## Data under study

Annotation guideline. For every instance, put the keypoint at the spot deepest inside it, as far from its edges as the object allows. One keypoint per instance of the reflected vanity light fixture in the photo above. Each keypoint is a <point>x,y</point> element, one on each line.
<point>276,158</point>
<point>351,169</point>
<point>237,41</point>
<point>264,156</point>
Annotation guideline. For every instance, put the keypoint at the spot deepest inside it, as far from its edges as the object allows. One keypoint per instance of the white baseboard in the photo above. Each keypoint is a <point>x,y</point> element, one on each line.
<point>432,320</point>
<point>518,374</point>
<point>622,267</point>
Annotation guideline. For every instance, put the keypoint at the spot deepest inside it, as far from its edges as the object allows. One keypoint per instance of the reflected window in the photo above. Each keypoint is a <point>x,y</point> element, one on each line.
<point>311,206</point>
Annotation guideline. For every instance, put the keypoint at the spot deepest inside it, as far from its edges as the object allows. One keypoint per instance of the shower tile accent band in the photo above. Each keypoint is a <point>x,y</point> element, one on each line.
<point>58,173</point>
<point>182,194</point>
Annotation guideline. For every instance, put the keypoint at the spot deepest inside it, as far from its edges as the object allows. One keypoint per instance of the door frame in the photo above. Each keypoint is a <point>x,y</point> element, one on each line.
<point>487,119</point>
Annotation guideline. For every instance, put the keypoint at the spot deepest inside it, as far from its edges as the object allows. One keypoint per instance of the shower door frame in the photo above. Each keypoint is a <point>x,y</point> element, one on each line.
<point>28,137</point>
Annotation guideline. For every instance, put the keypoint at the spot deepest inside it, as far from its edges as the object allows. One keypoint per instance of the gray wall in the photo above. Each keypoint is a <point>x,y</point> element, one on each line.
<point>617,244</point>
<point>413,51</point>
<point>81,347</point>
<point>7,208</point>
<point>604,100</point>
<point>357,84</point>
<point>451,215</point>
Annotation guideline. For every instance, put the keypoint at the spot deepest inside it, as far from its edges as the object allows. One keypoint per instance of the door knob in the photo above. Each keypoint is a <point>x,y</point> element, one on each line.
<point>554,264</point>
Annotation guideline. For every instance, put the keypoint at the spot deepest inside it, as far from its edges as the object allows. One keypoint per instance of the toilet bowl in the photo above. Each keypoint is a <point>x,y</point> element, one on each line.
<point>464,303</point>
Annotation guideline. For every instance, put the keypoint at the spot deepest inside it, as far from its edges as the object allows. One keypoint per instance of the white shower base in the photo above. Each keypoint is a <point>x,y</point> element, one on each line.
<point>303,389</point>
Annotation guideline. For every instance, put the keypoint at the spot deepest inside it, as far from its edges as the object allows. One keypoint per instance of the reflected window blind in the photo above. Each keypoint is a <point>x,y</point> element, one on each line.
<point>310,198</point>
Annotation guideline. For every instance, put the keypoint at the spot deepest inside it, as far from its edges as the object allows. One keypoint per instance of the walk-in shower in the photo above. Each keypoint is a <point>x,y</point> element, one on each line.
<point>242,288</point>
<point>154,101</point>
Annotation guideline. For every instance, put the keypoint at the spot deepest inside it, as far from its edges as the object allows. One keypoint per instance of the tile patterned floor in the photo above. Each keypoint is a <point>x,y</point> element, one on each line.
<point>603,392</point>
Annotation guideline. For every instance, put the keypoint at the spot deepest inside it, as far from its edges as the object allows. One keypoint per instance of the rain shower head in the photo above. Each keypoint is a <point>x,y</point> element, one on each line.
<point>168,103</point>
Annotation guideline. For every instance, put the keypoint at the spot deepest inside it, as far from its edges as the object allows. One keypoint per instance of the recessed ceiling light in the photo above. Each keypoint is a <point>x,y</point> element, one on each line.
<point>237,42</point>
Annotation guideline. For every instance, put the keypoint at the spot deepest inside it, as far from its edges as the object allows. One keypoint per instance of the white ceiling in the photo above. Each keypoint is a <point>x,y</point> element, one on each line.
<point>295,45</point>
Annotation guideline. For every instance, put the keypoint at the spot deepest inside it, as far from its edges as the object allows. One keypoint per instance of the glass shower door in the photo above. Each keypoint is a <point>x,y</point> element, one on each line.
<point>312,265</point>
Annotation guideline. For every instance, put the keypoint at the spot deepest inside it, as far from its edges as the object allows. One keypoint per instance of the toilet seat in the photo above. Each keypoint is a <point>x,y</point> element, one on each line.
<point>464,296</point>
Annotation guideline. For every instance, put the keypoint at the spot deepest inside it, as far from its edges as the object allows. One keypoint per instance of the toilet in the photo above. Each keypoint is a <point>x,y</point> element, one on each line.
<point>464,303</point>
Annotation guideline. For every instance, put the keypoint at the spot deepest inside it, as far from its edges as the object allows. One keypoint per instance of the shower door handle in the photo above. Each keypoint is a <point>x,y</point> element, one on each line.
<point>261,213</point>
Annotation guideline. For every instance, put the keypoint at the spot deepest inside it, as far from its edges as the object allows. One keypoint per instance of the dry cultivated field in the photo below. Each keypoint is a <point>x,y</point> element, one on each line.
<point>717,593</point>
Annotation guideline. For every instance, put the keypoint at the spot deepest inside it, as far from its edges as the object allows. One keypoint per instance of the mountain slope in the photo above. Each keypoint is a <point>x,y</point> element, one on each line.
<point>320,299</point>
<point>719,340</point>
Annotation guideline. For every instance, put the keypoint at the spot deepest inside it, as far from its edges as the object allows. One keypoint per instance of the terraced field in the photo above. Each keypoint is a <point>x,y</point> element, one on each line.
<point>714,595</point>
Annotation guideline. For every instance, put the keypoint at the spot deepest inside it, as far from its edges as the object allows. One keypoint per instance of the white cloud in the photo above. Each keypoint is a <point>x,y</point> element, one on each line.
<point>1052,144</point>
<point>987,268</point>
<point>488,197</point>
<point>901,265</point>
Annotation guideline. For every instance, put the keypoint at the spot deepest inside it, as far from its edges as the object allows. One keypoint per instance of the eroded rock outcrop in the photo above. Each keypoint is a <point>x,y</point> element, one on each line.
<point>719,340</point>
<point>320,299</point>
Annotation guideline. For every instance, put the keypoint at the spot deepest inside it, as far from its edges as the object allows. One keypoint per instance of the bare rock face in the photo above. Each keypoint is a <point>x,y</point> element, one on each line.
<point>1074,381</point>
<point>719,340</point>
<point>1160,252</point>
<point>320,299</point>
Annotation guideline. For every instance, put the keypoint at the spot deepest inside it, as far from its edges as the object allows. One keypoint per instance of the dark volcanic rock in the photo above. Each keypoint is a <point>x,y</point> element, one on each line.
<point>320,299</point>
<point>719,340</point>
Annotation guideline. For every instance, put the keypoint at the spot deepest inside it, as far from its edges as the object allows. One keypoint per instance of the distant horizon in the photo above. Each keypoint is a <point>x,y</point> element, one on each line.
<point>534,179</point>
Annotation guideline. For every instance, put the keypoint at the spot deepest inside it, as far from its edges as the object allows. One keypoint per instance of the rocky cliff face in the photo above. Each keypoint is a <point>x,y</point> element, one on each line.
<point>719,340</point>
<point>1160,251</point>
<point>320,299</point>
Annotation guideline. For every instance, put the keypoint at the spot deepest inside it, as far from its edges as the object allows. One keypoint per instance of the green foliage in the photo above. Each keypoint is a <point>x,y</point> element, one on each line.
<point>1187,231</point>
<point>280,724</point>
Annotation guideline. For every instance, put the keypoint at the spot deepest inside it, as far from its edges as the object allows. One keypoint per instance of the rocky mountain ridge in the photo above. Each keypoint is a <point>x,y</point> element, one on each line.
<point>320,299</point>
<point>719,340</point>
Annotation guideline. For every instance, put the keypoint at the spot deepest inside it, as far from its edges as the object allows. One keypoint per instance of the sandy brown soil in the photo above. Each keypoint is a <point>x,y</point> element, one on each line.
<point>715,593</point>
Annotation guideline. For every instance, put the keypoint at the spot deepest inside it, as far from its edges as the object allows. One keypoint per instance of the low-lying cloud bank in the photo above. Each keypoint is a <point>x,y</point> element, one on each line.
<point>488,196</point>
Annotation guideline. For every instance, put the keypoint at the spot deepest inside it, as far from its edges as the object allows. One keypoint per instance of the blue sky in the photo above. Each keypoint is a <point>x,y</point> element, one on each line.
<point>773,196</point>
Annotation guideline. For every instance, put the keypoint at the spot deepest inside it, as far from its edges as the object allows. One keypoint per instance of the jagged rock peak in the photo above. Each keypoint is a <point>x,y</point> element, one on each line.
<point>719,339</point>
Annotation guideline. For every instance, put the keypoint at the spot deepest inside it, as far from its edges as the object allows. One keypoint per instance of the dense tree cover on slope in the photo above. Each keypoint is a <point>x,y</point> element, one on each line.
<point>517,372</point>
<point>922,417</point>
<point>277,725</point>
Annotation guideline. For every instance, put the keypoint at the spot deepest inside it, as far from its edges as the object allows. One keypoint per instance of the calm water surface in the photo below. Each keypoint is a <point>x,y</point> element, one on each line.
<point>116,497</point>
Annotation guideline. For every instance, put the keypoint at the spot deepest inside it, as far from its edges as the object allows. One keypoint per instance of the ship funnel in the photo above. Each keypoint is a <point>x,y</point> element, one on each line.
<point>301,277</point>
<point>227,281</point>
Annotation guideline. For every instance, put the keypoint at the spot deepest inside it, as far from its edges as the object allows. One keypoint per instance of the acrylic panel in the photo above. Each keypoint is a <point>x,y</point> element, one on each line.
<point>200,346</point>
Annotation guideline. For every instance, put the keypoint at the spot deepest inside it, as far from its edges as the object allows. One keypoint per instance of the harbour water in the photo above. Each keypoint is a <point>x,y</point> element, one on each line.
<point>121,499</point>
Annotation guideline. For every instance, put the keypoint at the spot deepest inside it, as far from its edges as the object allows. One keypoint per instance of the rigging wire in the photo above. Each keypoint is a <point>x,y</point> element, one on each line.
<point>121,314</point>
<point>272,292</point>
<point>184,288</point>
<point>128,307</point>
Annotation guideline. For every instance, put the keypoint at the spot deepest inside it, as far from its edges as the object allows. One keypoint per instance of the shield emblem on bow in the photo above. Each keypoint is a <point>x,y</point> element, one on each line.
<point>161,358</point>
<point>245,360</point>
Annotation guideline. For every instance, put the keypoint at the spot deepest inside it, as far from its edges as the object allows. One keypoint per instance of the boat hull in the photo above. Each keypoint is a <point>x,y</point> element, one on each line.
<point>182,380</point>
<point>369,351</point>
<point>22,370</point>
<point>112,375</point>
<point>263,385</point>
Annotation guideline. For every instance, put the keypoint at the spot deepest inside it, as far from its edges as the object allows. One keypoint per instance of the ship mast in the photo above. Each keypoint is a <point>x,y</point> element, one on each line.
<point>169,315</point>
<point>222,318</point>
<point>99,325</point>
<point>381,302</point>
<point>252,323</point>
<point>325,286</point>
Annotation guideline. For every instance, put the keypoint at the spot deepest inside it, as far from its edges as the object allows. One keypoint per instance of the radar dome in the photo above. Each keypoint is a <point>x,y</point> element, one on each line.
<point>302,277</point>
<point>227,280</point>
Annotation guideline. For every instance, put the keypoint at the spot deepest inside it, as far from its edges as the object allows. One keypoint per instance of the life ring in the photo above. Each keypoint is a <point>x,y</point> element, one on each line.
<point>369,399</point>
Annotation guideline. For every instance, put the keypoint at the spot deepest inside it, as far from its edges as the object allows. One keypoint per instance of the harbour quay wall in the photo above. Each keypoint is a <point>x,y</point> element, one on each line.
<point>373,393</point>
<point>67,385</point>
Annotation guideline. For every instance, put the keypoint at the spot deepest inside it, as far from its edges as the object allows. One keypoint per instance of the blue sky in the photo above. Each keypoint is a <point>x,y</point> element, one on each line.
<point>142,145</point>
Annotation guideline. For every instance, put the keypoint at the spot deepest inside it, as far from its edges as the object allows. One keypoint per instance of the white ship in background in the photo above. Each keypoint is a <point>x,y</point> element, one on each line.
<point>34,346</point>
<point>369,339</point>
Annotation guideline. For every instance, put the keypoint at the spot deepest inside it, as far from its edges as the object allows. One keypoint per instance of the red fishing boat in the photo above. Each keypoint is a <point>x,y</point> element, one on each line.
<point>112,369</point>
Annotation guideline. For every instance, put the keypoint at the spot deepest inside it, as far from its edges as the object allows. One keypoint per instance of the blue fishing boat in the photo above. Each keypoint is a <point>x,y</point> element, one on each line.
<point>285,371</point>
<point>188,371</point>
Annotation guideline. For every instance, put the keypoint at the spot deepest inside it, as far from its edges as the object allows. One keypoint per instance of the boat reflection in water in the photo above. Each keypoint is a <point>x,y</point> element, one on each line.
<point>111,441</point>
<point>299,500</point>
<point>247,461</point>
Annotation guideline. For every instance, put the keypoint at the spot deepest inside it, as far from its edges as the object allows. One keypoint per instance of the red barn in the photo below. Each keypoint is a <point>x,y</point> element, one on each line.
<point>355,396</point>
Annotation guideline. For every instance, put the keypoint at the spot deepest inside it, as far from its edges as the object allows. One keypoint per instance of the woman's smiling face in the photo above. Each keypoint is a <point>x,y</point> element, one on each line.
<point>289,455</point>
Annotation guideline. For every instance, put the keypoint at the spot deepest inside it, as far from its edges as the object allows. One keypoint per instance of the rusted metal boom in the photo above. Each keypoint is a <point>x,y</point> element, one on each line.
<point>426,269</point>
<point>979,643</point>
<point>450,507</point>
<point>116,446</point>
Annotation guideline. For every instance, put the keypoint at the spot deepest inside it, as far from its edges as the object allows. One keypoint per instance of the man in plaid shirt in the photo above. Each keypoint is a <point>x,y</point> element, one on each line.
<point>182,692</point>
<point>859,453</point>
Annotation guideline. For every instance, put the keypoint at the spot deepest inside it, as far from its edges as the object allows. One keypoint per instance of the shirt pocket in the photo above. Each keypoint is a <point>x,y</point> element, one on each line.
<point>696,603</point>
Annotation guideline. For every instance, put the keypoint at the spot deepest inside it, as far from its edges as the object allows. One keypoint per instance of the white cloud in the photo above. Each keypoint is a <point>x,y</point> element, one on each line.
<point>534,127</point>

## What you will do
What are the lines from the one with "man in plaid" through the end of the records above? Set them down exactly, both ends included, and nothing else.

## Answer
Annotation guideline. For every instance, put the keypoint at the spot deepest inside it, as far from its edges as the object allows. One keypoint per instance of the man in plaid shirt in the photo above. Each keypoint is a <point>x,y</point> element, one on each line.
<point>182,692</point>
<point>859,453</point>
Annotation guideline. For every instance, put the keypoint at the spot deepest inside it, as far from its edges as the object allows. One keypoint per instance of the shirt pocket in the photo above. Each keypoint is a <point>x,y</point> element, one on each line.
<point>696,603</point>
Annotation guideline. For every instance, put the keypoint at the spot deepest inside it, as far from its edges as the object allows. One keypoint per instance of the white cloud in the photo above. Each keypoint is a <point>x,y</point> element, one on each line.
<point>534,127</point>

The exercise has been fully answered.